本公演をご覧いただいた皆様、応援してくださった皆様、ありがとうございました。
全員が健康で、本番を終えることができたのは本当に嬉しいです。
あとは来週いっぱいまで、経過観察をしていきます。

終演して1週間が経ちました。
その間に私は、家に帰って荷ほどきをし、入社式に出て研修を受けて、気付いたら社会人になっていました。
すでに、遠い昔のような気持ちです。

今回の公演は、何もかもが初めてのことだらけであり、これまでnoteに書いてきたこと以外にもたくさんの気づきみたいなものがありました。
この記事に一気に載せようとしたんですが、どう考えても長くなりそうだったので何度かに分けて投稿しようと思います。
アーカイブ公開期間が1ヶ月間あるので、どのタイミングでも新しい視点を見つけられるような、そんな記事になるといいなと思っています。

まず今回は、公演と巡り合わせについて。

本公演の企画がどのように立ち上がったかは、最初のnoteで書いたとおりです。

当時はまだ情報解禁をしていなかったので、脚本と会場、宣伝周りについて補足をしてゆきます。

◇ ◇ ◇ ◇ ◇ ◇ ◇

§ 作業指示:
1. 本文によると、アーカイブの公開期間はどのくらいですか。
2. 本文のうち、「この記事に一気に載せようとし」で始まり「本公演の企画がどのように立ち上がったかは、最初のnoteで書いたとおりです。」で終わる部分を一字一句違えずに引用してください。
各行は本文とは独立した別の資料です。

コレクションから抽出したデータ:
◇ ◇ ◇ ◇ ◇ ◇ ◇

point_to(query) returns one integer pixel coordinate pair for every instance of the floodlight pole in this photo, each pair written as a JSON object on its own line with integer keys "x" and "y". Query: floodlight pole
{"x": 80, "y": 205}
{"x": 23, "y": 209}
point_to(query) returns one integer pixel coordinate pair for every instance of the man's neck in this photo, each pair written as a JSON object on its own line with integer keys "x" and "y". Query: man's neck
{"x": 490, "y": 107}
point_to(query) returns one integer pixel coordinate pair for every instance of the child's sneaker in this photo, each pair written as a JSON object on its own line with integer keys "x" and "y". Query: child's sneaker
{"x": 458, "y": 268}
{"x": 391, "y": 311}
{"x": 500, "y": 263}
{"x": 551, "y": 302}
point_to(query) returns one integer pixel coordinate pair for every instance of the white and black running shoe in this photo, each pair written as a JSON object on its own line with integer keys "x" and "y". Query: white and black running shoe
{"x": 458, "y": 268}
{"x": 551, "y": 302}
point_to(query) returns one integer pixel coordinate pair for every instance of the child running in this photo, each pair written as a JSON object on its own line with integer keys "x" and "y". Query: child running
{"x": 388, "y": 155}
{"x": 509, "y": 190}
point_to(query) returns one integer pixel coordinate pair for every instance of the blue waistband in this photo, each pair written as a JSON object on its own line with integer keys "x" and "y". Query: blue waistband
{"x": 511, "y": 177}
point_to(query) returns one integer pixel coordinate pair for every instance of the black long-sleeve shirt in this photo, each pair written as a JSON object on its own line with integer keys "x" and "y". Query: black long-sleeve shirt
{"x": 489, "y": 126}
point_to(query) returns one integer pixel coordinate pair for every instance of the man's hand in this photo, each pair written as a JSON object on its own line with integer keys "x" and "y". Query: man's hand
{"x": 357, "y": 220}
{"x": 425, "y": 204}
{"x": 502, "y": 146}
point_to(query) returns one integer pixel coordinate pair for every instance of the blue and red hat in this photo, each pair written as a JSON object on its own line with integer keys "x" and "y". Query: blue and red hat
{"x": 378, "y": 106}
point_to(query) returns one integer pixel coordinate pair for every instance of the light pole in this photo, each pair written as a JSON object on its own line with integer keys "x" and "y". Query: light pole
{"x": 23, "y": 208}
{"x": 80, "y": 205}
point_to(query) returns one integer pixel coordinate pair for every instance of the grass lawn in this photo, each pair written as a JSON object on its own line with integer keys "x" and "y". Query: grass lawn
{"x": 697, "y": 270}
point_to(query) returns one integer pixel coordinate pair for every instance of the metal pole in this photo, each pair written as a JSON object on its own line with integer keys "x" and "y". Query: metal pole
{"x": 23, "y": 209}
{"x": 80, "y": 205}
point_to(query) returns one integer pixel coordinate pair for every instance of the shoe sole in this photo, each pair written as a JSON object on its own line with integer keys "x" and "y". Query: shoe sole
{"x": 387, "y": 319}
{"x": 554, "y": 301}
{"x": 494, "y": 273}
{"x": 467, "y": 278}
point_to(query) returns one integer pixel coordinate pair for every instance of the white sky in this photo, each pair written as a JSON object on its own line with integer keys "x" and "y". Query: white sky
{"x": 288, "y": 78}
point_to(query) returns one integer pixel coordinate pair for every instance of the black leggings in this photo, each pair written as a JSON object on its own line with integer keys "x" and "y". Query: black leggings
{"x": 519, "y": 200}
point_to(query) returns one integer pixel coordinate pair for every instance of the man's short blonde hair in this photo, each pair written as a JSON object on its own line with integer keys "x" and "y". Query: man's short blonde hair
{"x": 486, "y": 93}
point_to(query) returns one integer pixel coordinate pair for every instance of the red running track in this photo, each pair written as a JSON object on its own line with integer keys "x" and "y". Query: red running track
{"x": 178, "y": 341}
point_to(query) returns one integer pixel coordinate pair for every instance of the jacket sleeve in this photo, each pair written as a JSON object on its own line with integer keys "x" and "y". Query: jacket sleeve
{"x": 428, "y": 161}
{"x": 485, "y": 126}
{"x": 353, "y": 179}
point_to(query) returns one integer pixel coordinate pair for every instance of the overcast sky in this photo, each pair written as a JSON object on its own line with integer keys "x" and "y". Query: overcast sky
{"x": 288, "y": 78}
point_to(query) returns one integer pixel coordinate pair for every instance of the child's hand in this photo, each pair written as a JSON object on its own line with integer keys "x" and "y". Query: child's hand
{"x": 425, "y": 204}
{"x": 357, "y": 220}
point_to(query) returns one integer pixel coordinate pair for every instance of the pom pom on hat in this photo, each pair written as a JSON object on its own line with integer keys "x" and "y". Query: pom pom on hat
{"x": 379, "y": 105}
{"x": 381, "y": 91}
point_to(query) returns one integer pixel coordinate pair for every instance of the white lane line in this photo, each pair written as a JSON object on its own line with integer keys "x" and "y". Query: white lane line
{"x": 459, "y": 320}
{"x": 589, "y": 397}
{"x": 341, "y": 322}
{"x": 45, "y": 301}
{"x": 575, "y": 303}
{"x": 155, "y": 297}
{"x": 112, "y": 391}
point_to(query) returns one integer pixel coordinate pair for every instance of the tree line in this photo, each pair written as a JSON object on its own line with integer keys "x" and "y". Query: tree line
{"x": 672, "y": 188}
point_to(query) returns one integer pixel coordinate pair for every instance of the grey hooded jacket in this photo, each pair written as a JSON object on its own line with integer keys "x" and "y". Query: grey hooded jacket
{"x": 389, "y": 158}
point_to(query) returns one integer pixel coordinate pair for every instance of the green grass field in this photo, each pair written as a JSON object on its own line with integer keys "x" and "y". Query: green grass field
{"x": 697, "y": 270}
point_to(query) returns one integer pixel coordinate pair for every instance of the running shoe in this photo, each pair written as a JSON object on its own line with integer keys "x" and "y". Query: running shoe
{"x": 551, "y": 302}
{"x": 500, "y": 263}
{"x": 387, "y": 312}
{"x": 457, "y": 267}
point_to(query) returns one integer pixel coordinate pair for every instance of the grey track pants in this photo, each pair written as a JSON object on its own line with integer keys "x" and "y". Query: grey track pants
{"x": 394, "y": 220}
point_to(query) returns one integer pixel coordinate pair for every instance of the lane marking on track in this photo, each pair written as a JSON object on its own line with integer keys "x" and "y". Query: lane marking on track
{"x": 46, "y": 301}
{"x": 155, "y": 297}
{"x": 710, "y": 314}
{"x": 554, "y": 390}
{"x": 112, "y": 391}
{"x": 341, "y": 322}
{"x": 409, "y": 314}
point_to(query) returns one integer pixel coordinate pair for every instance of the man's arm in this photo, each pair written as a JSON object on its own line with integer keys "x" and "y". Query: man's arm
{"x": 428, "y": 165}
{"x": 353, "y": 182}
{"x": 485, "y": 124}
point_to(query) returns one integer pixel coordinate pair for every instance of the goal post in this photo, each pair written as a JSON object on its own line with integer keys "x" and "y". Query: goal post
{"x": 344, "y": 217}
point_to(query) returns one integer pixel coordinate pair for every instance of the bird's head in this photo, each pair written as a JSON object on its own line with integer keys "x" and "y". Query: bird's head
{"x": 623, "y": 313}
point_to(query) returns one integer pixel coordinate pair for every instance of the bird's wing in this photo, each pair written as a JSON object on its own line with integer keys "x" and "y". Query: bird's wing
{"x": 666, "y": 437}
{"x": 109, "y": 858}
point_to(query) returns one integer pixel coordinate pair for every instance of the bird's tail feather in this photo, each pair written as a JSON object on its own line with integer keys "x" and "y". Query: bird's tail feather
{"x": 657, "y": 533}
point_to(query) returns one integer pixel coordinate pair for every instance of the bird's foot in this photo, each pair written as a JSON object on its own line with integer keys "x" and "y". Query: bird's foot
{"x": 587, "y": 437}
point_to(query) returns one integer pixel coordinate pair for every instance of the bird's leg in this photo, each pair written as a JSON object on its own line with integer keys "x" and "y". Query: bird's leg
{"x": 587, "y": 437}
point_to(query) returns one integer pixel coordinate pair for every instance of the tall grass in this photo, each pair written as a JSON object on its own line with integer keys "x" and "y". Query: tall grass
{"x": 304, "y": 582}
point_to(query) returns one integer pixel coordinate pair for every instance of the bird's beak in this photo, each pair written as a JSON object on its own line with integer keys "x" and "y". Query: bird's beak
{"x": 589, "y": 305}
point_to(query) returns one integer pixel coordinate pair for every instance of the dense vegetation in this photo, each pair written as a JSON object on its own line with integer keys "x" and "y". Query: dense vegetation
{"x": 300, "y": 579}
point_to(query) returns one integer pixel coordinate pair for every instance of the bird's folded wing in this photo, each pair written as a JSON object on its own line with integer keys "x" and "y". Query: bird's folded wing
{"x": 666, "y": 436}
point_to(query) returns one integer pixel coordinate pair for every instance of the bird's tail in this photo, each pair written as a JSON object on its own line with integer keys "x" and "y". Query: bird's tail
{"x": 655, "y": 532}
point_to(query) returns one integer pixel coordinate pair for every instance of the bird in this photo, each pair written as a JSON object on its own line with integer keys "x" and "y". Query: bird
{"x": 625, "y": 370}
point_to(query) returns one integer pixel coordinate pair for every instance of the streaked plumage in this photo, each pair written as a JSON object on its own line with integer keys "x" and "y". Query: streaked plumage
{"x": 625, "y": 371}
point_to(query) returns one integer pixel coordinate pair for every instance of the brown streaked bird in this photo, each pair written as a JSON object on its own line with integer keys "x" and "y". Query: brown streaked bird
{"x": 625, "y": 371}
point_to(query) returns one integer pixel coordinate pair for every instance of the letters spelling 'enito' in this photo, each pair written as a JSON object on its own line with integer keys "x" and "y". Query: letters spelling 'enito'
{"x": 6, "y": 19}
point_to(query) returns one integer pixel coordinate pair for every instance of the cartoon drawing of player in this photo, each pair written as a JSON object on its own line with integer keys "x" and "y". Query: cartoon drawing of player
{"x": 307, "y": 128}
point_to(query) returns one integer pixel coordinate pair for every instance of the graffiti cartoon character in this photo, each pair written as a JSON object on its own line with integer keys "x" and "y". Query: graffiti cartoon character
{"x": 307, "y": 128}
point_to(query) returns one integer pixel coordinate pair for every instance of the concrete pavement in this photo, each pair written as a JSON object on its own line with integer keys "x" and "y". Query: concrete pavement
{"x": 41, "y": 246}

◇ ◇ ◇ ◇ ◇ ◇ ◇

§ 設問別の解答:
1. 1ヶ月間です。

2.
この記事に一気に載せようとしたんですが、どう考えても長くなりそうだったので何度かに分けて投稿しようと思います。
アーカイブ公開期間が1ヶ月間あるので、どのタイミングでも新しい視点を見つけられるような、そんな記事になるといいなと思っています。

まず今回は、公演と巡り合わせについて。

本公演の企画がどのように立ち上がったかは、最初のnoteで書いたとおりです。